(Written task 1):
Using section 8.3, decide whether each statement agrees with the text. For each, answer yes or no and quote the words of the text that decide it. (a) Items sold through the Service are sold "as is." (b) The Company accepts liability for damage to an item if the Company caused that damage. (c) The Company is liable for the accuracy of photographs provided to the user.
(Written task 2):
Translate this sentence from section 8.3 into Spanish: "The Company specifically disclaims any representation or warranty with respect to items sold through its Service."

(Page extract):
▬▬▬
8.3  The Company specifically disclaims any representation or warranty with respect to items sold through its Service.  As between the user and the Company, all items are sold “as is” and “as available.”  Consequently, the Company shall have no liability for the accuracy of the information, including photographs or other images, provided to the user, utilizing the Service or otherwise; nor shall the Company have any liability for defects in or damage to any item sold through the Service, whether or not caused by the Company.  The sole remedy for users who believe an item was damaged in transit will be able to file an insurance claim either with his or her own insurance carrier or with the Company’s insurance carrier.
▬▬▬
(Stored rows):
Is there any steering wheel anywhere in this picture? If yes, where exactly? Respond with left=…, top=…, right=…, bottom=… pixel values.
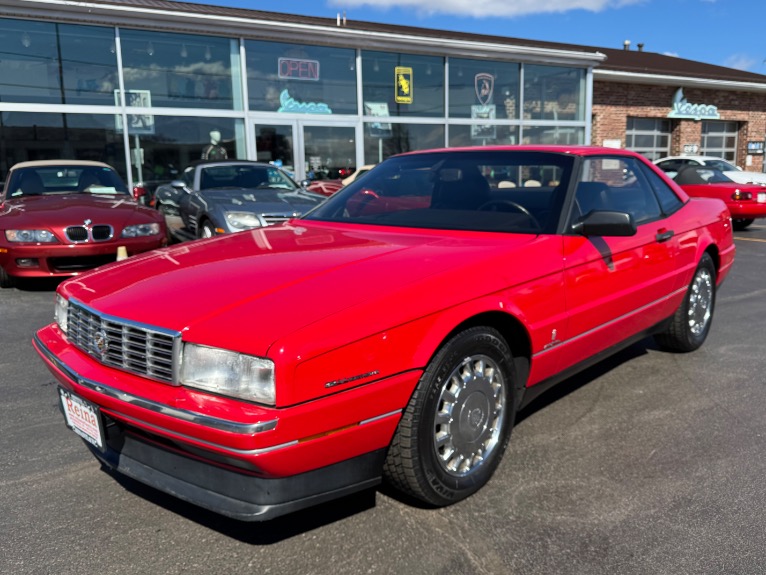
left=479, top=200, right=542, bottom=230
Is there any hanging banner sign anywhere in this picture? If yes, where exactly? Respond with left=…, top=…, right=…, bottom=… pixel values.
left=473, top=73, right=495, bottom=106
left=394, top=66, right=412, bottom=104
left=278, top=58, right=319, bottom=82
left=668, top=88, right=721, bottom=120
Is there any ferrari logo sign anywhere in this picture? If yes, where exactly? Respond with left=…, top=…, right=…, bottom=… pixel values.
left=394, top=66, right=412, bottom=104
left=473, top=73, right=495, bottom=106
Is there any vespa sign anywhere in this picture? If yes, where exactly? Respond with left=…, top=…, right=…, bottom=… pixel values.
left=668, top=88, right=721, bottom=120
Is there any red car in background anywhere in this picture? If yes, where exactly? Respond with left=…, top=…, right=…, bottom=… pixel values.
left=34, top=146, right=735, bottom=521
left=673, top=166, right=766, bottom=230
left=0, top=160, right=167, bottom=287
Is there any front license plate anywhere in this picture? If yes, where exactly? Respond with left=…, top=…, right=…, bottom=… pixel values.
left=59, top=387, right=104, bottom=451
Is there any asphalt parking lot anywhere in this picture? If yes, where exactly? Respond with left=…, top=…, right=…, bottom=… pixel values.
left=0, top=222, right=766, bottom=575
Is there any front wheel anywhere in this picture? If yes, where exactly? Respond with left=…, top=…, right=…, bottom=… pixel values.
left=731, top=218, right=755, bottom=232
left=655, top=253, right=716, bottom=352
left=0, top=267, right=16, bottom=288
left=383, top=327, right=515, bottom=506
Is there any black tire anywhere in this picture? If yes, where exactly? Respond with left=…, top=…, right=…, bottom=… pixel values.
left=655, top=253, right=716, bottom=352
left=383, top=327, right=516, bottom=506
left=197, top=220, right=218, bottom=238
left=731, top=218, right=755, bottom=232
left=0, top=267, right=16, bottom=288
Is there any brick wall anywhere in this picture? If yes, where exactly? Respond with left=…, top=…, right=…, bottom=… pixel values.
left=592, top=81, right=766, bottom=171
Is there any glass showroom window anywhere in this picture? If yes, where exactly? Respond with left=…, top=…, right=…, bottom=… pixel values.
left=521, top=126, right=585, bottom=145
left=0, top=19, right=117, bottom=105
left=364, top=122, right=444, bottom=164
left=120, top=29, right=242, bottom=110
left=524, top=64, right=585, bottom=121
left=120, top=115, right=247, bottom=184
left=700, top=120, right=739, bottom=162
left=362, top=51, right=444, bottom=118
left=625, top=118, right=671, bottom=160
left=449, top=124, right=519, bottom=148
left=0, top=112, right=128, bottom=179
left=449, top=58, right=520, bottom=120
left=245, top=40, right=358, bottom=114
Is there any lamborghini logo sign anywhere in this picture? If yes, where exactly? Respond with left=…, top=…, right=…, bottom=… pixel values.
left=394, top=66, right=412, bottom=104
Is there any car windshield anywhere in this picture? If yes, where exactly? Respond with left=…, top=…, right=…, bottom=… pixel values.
left=704, top=160, right=739, bottom=172
left=304, top=150, right=574, bottom=234
left=673, top=166, right=733, bottom=186
left=199, top=164, right=300, bottom=191
left=7, top=165, right=129, bottom=198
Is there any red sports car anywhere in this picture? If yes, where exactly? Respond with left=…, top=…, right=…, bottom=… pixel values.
left=0, top=160, right=167, bottom=287
left=673, top=166, right=766, bottom=230
left=34, top=146, right=735, bottom=520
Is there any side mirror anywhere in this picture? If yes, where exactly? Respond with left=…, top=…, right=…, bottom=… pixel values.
left=572, top=211, right=637, bottom=237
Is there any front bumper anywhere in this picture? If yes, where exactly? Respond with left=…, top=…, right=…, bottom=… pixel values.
left=33, top=325, right=420, bottom=521
left=85, top=410, right=386, bottom=521
left=0, top=234, right=167, bottom=278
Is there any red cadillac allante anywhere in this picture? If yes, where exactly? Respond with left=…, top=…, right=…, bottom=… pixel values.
left=34, top=146, right=734, bottom=520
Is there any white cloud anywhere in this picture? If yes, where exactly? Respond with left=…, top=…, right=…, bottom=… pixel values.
left=723, top=54, right=758, bottom=70
left=330, top=0, right=645, bottom=18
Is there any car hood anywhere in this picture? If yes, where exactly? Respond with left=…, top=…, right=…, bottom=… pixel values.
left=198, top=188, right=324, bottom=213
left=0, top=193, right=147, bottom=225
left=724, top=170, right=766, bottom=185
left=60, top=220, right=543, bottom=354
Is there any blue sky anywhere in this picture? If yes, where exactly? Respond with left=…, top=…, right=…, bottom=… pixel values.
left=199, top=0, right=766, bottom=74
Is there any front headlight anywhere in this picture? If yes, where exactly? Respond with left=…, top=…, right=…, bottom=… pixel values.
left=53, top=294, right=69, bottom=333
left=122, top=223, right=160, bottom=238
left=5, top=230, right=56, bottom=244
left=226, top=212, right=262, bottom=230
left=180, top=343, right=276, bottom=405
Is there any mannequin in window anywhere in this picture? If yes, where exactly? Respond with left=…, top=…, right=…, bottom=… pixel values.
left=202, top=130, right=229, bottom=160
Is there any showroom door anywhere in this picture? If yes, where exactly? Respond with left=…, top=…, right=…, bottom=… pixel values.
left=301, top=124, right=356, bottom=180
left=255, top=122, right=302, bottom=180
left=255, top=120, right=357, bottom=182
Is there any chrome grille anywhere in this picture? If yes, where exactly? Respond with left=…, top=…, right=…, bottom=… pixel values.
left=66, top=226, right=88, bottom=243
left=64, top=224, right=114, bottom=244
left=67, top=300, right=181, bottom=383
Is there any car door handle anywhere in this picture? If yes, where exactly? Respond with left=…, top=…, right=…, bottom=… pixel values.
left=654, top=230, right=675, bottom=243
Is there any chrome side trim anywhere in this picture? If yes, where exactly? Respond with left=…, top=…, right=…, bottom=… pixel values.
left=359, top=409, right=403, bottom=425
left=34, top=334, right=278, bottom=435
left=532, top=286, right=689, bottom=359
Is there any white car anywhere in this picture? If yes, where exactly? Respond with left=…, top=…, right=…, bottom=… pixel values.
left=654, top=156, right=766, bottom=186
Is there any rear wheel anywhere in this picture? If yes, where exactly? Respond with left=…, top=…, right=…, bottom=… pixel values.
left=655, top=253, right=716, bottom=352
left=384, top=327, right=515, bottom=506
left=731, top=218, right=755, bottom=232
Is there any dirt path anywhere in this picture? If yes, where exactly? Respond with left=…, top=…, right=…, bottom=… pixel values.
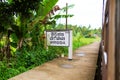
left=9, top=42, right=99, bottom=80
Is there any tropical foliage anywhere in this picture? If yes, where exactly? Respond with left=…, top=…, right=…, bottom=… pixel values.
left=0, top=0, right=101, bottom=80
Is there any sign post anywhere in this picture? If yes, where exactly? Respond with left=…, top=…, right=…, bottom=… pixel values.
left=68, top=30, right=73, bottom=60
left=45, top=30, right=73, bottom=60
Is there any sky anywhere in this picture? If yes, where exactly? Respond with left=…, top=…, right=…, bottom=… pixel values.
left=57, top=0, right=103, bottom=28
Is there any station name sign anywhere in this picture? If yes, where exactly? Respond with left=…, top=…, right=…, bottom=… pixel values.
left=46, top=30, right=70, bottom=46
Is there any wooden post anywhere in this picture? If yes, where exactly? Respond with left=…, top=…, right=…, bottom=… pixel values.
left=66, top=3, right=68, bottom=30
left=68, top=30, right=73, bottom=60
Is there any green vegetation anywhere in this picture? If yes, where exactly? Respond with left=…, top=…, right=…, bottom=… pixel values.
left=0, top=0, right=101, bottom=80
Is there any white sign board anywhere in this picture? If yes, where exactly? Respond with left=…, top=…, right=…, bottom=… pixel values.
left=46, top=30, right=70, bottom=46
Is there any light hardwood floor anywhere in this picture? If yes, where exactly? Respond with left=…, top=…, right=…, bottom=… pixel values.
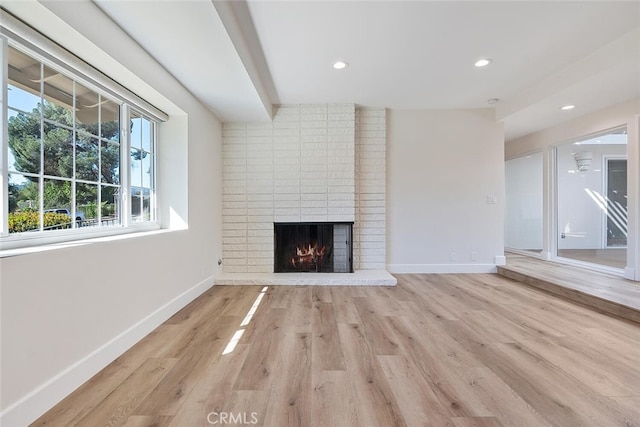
left=34, top=274, right=640, bottom=427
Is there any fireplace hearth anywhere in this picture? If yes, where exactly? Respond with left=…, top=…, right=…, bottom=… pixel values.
left=274, top=222, right=353, bottom=273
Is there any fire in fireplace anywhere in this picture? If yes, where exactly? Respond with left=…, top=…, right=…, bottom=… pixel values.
left=274, top=222, right=353, bottom=273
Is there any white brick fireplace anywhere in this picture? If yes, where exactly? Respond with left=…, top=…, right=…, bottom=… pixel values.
left=222, top=104, right=390, bottom=284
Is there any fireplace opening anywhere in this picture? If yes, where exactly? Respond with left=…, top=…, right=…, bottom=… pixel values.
left=274, top=222, right=353, bottom=273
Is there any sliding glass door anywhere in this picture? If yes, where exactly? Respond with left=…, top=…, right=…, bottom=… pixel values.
left=556, top=128, right=627, bottom=269
left=505, top=153, right=543, bottom=255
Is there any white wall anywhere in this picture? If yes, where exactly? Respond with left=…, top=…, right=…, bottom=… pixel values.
left=505, top=98, right=640, bottom=281
left=387, top=109, right=504, bottom=273
left=0, top=2, right=222, bottom=426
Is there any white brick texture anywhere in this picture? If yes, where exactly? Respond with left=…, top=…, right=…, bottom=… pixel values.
left=222, top=104, right=386, bottom=273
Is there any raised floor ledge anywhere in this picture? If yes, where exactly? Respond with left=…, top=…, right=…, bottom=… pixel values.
left=498, top=254, right=640, bottom=323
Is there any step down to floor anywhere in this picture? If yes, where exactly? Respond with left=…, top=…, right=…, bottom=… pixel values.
left=498, top=261, right=640, bottom=323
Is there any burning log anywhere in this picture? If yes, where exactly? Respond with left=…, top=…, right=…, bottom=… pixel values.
left=291, top=244, right=326, bottom=267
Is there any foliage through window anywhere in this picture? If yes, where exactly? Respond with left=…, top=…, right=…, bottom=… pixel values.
left=2, top=45, right=157, bottom=241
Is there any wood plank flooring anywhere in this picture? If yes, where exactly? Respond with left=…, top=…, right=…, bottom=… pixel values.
left=33, top=274, right=640, bottom=427
left=498, top=253, right=640, bottom=323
▬▬▬
(Final result 1):
(a) Yes: "all items are sold “as is” and “as available.”"
(b) No: "nor shall the Company have any liability for defects in or damage to any item sold through the Service, whether or not caused by the Company"
(c) No: "the Company shall have no liability for the accuracy of the information, including photographs or other images, provided to the user"

(Final result 2):
La Compañía rechaza específicamente cualquier declaración o garantía con respecto a los artículos vendidos a través de su Servicio.